**Brief**
Your task is to write out the lines from the line containing "Pin the truck headlight" through the last line of the material, exactly.

**Given records**
☆ ☆ ☆ ☆ ☆ ☆ ☆

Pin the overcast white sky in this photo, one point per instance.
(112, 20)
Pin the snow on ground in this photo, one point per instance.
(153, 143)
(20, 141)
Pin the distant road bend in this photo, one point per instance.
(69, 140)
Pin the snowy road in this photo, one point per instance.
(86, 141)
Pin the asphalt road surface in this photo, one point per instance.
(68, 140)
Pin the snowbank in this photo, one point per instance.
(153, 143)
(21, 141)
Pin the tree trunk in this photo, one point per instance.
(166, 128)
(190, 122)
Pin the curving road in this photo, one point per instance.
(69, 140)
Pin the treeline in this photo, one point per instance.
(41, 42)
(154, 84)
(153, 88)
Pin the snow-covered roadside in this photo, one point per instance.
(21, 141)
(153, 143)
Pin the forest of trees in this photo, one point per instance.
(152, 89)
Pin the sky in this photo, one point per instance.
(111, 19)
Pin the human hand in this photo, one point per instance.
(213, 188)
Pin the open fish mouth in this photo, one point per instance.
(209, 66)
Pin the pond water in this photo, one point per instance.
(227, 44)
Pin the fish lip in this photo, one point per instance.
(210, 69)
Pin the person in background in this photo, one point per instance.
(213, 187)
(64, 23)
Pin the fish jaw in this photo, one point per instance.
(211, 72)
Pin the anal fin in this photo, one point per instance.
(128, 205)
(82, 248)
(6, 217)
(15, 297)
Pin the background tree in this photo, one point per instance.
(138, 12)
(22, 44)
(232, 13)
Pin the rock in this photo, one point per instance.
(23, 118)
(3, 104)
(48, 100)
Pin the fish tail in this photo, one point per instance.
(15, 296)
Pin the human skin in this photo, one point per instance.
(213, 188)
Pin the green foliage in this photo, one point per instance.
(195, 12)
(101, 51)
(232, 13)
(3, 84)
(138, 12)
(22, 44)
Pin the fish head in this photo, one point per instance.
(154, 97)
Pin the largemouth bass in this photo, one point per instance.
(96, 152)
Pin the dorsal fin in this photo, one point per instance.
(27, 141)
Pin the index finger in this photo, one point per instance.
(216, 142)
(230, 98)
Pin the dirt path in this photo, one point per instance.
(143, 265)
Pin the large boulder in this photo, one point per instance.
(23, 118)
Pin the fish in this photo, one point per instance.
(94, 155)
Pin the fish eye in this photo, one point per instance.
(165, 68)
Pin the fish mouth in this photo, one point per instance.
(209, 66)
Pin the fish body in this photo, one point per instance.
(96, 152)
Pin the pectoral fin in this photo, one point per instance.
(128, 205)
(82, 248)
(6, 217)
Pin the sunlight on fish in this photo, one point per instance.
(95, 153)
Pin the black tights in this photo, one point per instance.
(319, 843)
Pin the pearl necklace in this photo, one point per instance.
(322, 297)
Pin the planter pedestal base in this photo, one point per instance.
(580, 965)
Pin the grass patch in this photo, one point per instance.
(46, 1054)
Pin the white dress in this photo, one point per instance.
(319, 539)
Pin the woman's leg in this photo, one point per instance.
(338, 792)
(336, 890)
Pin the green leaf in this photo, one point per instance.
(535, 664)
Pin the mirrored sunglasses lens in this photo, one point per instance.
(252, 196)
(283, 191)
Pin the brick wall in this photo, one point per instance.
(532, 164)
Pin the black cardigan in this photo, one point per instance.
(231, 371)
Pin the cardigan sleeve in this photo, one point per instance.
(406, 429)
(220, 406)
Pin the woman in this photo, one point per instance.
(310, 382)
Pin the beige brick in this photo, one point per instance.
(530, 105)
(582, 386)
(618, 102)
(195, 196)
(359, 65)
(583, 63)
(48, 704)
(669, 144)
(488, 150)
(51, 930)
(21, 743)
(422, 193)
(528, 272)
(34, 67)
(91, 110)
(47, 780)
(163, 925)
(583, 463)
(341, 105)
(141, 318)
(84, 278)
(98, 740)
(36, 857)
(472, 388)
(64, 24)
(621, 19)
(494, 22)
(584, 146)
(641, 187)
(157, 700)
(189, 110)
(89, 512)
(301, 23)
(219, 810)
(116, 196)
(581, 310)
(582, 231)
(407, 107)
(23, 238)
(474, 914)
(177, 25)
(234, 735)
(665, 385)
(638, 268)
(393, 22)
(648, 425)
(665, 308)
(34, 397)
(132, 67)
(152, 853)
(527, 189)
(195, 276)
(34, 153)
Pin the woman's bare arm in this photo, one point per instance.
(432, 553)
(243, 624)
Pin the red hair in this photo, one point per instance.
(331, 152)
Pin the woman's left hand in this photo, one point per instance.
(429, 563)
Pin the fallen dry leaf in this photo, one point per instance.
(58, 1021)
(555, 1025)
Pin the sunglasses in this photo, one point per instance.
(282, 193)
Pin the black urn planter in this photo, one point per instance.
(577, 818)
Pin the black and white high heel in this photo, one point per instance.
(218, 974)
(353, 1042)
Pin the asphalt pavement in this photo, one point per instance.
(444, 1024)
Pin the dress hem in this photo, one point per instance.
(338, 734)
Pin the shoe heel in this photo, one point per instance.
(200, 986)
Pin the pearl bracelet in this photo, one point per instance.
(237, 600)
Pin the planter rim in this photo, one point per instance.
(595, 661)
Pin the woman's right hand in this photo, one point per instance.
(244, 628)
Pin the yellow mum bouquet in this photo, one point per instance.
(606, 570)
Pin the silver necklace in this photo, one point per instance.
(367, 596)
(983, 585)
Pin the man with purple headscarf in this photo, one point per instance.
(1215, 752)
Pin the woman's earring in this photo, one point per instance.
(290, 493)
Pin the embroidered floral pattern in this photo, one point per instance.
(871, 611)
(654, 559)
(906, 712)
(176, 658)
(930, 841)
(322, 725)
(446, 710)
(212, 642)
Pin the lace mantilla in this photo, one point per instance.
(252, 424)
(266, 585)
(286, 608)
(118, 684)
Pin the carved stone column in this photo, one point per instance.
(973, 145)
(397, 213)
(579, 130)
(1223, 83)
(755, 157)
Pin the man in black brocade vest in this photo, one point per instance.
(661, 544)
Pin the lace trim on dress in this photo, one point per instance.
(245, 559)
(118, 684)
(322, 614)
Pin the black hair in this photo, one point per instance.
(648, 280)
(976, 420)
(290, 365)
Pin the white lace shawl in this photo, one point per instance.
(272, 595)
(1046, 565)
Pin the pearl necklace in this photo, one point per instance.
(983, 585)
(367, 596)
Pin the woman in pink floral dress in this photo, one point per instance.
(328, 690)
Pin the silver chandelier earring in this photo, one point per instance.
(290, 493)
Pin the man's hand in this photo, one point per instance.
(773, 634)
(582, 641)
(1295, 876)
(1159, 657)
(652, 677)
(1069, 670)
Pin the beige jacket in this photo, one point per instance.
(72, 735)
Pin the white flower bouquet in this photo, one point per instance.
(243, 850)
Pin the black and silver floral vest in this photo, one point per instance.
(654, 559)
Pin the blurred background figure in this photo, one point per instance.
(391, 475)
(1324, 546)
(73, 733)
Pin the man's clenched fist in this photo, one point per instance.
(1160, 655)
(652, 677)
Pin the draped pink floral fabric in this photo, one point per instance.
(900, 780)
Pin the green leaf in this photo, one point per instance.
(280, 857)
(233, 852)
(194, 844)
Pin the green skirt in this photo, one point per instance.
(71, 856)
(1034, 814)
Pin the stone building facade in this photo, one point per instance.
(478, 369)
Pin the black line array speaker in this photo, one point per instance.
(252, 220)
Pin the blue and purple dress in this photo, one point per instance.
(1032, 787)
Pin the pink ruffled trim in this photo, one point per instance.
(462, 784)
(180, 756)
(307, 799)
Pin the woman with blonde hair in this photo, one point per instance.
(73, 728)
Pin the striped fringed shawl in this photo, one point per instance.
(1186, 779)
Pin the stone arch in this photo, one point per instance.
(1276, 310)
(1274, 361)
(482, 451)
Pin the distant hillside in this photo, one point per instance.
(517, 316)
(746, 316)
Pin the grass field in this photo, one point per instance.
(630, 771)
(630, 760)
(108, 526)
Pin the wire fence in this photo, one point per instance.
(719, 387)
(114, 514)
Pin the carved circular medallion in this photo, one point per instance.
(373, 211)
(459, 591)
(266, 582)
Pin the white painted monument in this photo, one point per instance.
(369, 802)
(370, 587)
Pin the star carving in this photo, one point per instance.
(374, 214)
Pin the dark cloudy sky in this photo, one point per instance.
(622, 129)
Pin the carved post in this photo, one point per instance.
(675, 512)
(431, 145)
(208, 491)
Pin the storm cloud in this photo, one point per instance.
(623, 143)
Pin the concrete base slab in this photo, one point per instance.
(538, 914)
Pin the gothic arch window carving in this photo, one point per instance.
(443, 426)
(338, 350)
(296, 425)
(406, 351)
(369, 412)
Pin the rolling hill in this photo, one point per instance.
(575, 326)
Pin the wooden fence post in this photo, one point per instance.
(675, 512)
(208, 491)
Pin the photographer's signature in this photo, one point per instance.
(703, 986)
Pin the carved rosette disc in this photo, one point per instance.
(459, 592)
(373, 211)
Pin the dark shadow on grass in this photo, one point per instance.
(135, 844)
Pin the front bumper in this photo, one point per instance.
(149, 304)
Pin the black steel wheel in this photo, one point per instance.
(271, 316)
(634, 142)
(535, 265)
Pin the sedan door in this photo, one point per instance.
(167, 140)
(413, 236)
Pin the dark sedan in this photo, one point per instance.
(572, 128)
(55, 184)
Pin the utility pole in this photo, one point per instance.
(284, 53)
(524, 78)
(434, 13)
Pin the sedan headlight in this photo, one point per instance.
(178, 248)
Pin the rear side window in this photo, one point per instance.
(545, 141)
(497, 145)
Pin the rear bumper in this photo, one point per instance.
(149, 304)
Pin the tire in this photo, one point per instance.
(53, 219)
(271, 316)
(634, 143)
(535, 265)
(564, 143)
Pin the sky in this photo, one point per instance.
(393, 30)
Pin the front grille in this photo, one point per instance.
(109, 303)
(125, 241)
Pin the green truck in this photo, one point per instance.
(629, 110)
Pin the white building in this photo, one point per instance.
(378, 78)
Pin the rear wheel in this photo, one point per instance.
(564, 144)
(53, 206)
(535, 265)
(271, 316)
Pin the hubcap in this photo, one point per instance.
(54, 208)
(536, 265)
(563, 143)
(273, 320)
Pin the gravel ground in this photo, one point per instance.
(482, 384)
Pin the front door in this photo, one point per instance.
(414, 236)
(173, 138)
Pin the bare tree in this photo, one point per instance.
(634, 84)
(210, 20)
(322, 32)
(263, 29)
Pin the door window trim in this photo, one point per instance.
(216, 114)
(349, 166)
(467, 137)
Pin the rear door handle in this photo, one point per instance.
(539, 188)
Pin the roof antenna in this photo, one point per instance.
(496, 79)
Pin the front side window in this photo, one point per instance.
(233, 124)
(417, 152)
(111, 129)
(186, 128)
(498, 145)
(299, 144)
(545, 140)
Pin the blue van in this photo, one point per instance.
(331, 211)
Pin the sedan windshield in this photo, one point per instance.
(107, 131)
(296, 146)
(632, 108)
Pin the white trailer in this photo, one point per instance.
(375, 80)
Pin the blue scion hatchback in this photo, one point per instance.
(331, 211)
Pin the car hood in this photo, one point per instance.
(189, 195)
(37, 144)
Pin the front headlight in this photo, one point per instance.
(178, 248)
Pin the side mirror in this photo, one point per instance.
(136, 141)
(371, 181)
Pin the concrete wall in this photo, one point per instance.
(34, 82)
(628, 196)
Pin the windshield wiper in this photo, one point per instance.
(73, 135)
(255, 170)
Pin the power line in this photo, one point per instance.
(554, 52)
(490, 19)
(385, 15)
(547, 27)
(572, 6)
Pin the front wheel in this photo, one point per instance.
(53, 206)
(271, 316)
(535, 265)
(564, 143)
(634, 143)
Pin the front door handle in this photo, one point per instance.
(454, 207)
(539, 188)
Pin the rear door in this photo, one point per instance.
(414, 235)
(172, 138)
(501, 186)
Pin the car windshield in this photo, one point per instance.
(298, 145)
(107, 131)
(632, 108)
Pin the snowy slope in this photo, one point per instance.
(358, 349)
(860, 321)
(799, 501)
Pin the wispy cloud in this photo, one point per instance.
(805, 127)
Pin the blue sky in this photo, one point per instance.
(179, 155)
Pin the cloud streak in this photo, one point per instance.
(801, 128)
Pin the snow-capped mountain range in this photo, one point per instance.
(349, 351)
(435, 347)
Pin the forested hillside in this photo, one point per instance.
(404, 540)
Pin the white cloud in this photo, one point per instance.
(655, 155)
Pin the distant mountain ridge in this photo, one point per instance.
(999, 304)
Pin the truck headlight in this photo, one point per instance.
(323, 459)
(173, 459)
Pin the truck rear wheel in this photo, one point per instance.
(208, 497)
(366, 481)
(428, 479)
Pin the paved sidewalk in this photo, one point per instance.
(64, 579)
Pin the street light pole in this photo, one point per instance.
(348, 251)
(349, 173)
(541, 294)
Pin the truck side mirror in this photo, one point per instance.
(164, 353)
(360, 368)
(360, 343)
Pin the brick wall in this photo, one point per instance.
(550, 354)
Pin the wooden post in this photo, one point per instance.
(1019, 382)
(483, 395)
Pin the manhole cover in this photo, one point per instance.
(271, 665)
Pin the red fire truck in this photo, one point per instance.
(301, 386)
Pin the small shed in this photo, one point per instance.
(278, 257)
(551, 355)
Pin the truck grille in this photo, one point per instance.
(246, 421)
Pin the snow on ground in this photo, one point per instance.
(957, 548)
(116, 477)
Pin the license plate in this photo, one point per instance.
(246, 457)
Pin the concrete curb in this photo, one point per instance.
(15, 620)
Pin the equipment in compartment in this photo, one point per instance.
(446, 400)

☆ ☆ ☆ ☆ ☆ ☆ ☆

**Complete answer**
Pin the truck headlight in this photo, one point per instance.
(323, 459)
(173, 459)
Pin the truck rear wheel in this photo, one point per instance.
(208, 497)
(366, 481)
(428, 479)
Pin the paved sidewalk in this photo, one point per instance.
(64, 579)
Pin the street light pole in this photo, one point per instance.
(348, 251)
(349, 173)
(541, 294)
Pin the truck side mirror in this photo, one point per instance.
(164, 353)
(360, 368)
(360, 343)
Pin the brick wall in this photo, one point per instance.
(550, 354)
Pin the wooden post in this photo, one point per instance.
(1019, 382)
(483, 395)
Pin the manhole cover in this photo, one point per instance.
(271, 665)
Pin the red fire truck in this photo, one point per instance.
(301, 386)
Pin the small shed in this photo, one point per instance.
(278, 257)
(551, 355)
Pin the truck grille in this photo, one point per instance.
(246, 421)
Pin the snow on ground in this photo, one point per instance.
(957, 548)
(116, 477)
Pin the license plate in this photo, one point per instance.
(246, 457)
Pin the concrete curb in this photo, one point per instance.
(15, 620)
Pin the equipment in compartment in this photo, one point per instance.
(446, 400)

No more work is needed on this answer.